» THE TASK:
Line by line, transcribe the data shown below.

» RECORD EXCERPTS:
--------------------------------------------------

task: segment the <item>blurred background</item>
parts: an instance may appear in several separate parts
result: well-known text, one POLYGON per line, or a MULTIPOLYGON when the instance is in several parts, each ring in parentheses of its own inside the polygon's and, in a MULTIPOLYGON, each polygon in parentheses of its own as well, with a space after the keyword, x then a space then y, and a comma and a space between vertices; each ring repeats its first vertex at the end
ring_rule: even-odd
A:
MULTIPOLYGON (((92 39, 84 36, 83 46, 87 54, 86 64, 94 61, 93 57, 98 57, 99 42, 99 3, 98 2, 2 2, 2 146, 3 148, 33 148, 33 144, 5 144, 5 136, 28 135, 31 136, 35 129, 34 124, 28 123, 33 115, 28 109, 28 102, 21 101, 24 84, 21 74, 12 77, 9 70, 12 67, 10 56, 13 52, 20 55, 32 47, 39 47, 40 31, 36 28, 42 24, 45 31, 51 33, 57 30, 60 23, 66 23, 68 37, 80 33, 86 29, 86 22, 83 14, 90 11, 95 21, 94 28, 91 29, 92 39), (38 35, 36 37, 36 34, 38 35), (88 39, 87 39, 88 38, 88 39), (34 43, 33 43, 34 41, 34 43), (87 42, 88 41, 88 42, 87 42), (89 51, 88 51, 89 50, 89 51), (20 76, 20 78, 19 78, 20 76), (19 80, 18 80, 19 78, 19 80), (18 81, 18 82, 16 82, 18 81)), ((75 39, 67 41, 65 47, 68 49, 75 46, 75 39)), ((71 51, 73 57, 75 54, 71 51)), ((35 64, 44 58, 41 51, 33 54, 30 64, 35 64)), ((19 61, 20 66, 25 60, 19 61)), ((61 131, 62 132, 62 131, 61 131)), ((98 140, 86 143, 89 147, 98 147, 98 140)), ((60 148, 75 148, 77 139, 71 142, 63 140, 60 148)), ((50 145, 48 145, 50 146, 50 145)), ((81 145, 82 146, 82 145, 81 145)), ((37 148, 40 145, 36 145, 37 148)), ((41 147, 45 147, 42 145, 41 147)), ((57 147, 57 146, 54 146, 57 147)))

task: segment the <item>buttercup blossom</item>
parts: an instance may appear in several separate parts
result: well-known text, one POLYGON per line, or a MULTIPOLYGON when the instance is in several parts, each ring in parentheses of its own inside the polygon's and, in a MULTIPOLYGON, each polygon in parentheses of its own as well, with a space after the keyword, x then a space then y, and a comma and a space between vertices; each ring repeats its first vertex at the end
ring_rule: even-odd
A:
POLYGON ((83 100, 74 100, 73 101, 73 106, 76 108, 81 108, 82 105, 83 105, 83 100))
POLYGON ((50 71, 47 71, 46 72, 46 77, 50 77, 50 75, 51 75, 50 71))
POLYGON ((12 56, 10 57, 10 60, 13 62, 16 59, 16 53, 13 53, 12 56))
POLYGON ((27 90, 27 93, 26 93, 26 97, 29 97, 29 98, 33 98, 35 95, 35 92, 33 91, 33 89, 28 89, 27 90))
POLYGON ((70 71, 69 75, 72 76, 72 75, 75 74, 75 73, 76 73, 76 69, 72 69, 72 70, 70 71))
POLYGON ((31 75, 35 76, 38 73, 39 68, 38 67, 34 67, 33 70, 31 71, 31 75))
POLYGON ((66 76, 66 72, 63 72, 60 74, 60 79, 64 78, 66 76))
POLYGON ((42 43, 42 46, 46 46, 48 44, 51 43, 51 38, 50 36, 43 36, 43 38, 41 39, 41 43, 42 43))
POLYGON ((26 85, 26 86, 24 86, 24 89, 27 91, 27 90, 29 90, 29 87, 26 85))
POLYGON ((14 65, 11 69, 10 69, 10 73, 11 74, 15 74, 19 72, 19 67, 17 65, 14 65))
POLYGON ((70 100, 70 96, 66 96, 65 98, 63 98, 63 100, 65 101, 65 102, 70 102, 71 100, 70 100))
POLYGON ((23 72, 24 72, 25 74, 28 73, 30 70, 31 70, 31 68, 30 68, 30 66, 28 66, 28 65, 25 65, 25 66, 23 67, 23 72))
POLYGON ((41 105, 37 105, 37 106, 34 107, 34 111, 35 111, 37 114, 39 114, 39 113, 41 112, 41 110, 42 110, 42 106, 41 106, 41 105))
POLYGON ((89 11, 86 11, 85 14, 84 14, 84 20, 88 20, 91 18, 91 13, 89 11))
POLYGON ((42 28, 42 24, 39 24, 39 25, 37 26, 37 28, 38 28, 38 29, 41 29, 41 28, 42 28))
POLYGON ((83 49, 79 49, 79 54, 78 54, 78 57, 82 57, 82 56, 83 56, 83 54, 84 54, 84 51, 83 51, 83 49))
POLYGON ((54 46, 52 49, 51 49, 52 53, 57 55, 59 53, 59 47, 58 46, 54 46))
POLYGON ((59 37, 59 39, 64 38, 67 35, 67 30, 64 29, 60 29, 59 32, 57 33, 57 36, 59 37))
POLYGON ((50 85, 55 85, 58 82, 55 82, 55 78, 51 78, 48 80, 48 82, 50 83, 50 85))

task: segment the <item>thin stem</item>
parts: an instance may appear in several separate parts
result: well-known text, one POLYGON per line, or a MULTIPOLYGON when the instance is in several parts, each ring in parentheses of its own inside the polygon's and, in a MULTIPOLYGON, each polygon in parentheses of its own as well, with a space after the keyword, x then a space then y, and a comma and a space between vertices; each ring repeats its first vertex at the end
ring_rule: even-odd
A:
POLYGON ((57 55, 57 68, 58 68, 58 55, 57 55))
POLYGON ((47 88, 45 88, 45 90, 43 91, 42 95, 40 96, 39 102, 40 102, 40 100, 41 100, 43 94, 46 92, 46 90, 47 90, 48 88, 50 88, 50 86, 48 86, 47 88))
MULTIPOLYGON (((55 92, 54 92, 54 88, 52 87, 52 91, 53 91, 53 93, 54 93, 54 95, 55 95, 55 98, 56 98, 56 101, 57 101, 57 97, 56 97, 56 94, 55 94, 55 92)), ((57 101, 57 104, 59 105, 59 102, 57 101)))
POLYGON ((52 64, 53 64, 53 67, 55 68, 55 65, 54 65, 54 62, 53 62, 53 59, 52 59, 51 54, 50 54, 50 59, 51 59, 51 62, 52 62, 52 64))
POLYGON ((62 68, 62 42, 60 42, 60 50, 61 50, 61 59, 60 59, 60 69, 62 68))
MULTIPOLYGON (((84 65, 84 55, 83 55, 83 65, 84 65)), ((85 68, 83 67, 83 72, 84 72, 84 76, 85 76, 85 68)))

--------------------------------------------------

» RESULT OF THE EXERCISE:
task: segment the <item>blurred background</item>
parts: an instance may appear in several separate parts
result: well-known text, one POLYGON per line, or a MULTIPOLYGON when the instance is in several parts, each ring in parentheses of its own inside the polygon's and, in a MULTIPOLYGON, each polygon in parentheses of its own as well, with a space after the keyword, x then a space then y, and a comma and a space between vertices; each ring repeats its first vertex at the end
ring_rule: even-odd
A:
MULTIPOLYGON (((92 39, 84 36, 83 46, 87 54, 86 64, 94 61, 93 57, 98 57, 99 42, 99 3, 98 2, 2 2, 2 146, 3 148, 33 148, 33 144, 5 144, 5 136, 28 135, 31 136, 35 129, 34 124, 28 123, 33 115, 28 109, 28 102, 21 101, 24 84, 21 74, 12 77, 9 70, 12 67, 10 56, 13 52, 20 55, 32 47, 39 47, 40 31, 36 28, 42 24, 45 31, 51 33, 57 30, 60 23, 66 23, 68 37, 80 33, 86 29, 86 22, 83 14, 90 11, 95 21, 94 28, 91 29, 92 39), (38 35, 36 37, 36 34, 38 35), (88 39, 87 39, 88 38, 88 39), (34 43, 33 43, 34 41, 34 43), (87 42, 88 41, 88 42, 87 42), (89 51, 88 51, 89 50, 89 51), (20 76, 20 78, 19 78, 20 76), (19 80, 18 80, 19 78, 19 80), (18 81, 18 82, 16 82, 18 81)), ((75 39, 67 41, 65 47, 68 49, 75 46, 75 39)), ((71 51, 73 57, 75 54, 71 51)), ((35 64, 44 58, 41 51, 33 54, 30 64, 35 64)), ((19 61, 20 66, 25 60, 19 61)), ((61 131, 62 132, 62 131, 61 131)), ((98 140, 86 143, 89 147, 98 147, 98 140)), ((60 148, 75 148, 77 139, 71 142, 63 140, 60 148)), ((50 145, 48 145, 50 146, 50 145)), ((81 145, 82 146, 82 145, 81 145)), ((37 148, 40 145, 36 145, 37 148)), ((41 147, 45 147, 42 145, 41 147)), ((57 147, 57 146, 54 146, 57 147)))

task: segment the <item>buttercup blossom</item>
parts: an instance may appear in several separate parts
result: well-known text, one POLYGON per line, or a MULTIPOLYGON when the instance is in several parts, each ring in parentheses of its own inside the polygon's and, in a MULTIPOLYGON, each polygon in parentheses of its own as well, with a space after the keyword, x then a space then y, and a comma and a space between vertices; each ring repeats its first vertex at the end
ring_rule: even-odd
A:
POLYGON ((83 100, 74 100, 73 101, 73 106, 76 108, 81 108, 82 105, 83 105, 83 100))
POLYGON ((50 71, 47 71, 46 72, 46 77, 50 77, 50 75, 51 75, 50 71))
POLYGON ((12 56, 10 57, 10 60, 13 62, 16 59, 16 53, 13 53, 12 56))
POLYGON ((27 90, 27 93, 26 93, 26 97, 29 97, 29 98, 33 98, 35 95, 35 92, 33 91, 33 89, 28 89, 27 90))
POLYGON ((70 71, 69 75, 72 76, 72 75, 75 74, 75 73, 76 73, 76 69, 72 69, 72 70, 70 71))
POLYGON ((31 75, 35 76, 38 73, 39 68, 38 67, 34 67, 33 70, 31 71, 31 75))
POLYGON ((66 76, 66 72, 63 72, 60 74, 60 79, 64 78, 66 76))
POLYGON ((42 43, 42 46, 46 46, 48 44, 51 43, 51 38, 50 36, 43 36, 43 38, 41 39, 41 43, 42 43))
POLYGON ((26 85, 26 86, 24 86, 24 89, 27 91, 27 90, 29 90, 29 87, 26 85))
POLYGON ((14 65, 11 69, 10 69, 10 73, 11 74, 15 74, 19 72, 19 67, 17 65, 14 65))
POLYGON ((70 100, 70 96, 66 96, 65 98, 63 98, 63 100, 65 101, 65 102, 70 102, 71 100, 70 100))
POLYGON ((23 72, 24 72, 25 74, 28 73, 30 70, 31 70, 31 68, 30 68, 30 66, 28 66, 28 65, 25 65, 25 66, 23 67, 23 72))
POLYGON ((41 105, 37 105, 37 106, 34 107, 34 111, 35 111, 37 114, 39 114, 39 113, 41 112, 41 110, 42 110, 42 106, 41 106, 41 105))
POLYGON ((89 11, 86 11, 85 14, 84 14, 84 20, 88 20, 91 18, 91 13, 89 11))
POLYGON ((42 28, 42 24, 39 24, 39 25, 37 26, 37 28, 38 28, 38 29, 41 29, 41 28, 42 28))
POLYGON ((83 49, 79 49, 79 54, 78 54, 78 57, 82 57, 82 56, 83 56, 83 54, 84 54, 84 51, 83 51, 83 49))
POLYGON ((54 46, 52 49, 51 49, 52 53, 57 55, 59 53, 59 47, 58 46, 54 46))
POLYGON ((59 37, 59 39, 64 38, 67 35, 67 30, 64 29, 60 29, 59 32, 57 33, 57 36, 59 37))
POLYGON ((50 85, 55 85, 58 82, 55 82, 55 78, 51 78, 48 80, 48 82, 50 83, 50 85))

task: segment the <item>thin stem</item>
parts: an instance may appear in several separate parts
result: well-known text, one POLYGON per line, or a MULTIPOLYGON when the instance is in several parts, each ring in parentheses of its own inside the polygon's and, in a MULTIPOLYGON, each polygon in parentheses of its own as well, with a space after the keyword, x then a space then y, and a comma and a space between vertices; each ring repeats its first vertex at the end
ring_rule: even-odd
A:
POLYGON ((57 55, 57 68, 58 68, 58 55, 57 55))
POLYGON ((47 88, 45 88, 45 90, 43 91, 42 95, 40 96, 39 102, 40 102, 40 100, 41 100, 43 94, 46 92, 46 90, 47 90, 48 88, 50 88, 50 86, 48 86, 47 88))
MULTIPOLYGON (((55 92, 54 92, 54 88, 52 87, 52 91, 53 91, 53 93, 54 93, 54 95, 55 95, 55 98, 56 98, 56 101, 57 101, 57 97, 56 97, 56 94, 55 94, 55 92)), ((57 101, 57 104, 59 105, 59 102, 57 101)))
POLYGON ((52 64, 53 64, 53 67, 55 68, 55 65, 54 65, 54 62, 53 62, 53 59, 52 59, 51 54, 50 54, 50 59, 51 59, 51 62, 52 62, 52 64))
POLYGON ((62 68, 62 42, 60 42, 60 50, 61 50, 61 59, 60 59, 60 69, 62 68))
MULTIPOLYGON (((84 65, 84 55, 83 55, 83 65, 84 65)), ((85 68, 83 67, 83 72, 84 72, 84 76, 85 76, 85 68)))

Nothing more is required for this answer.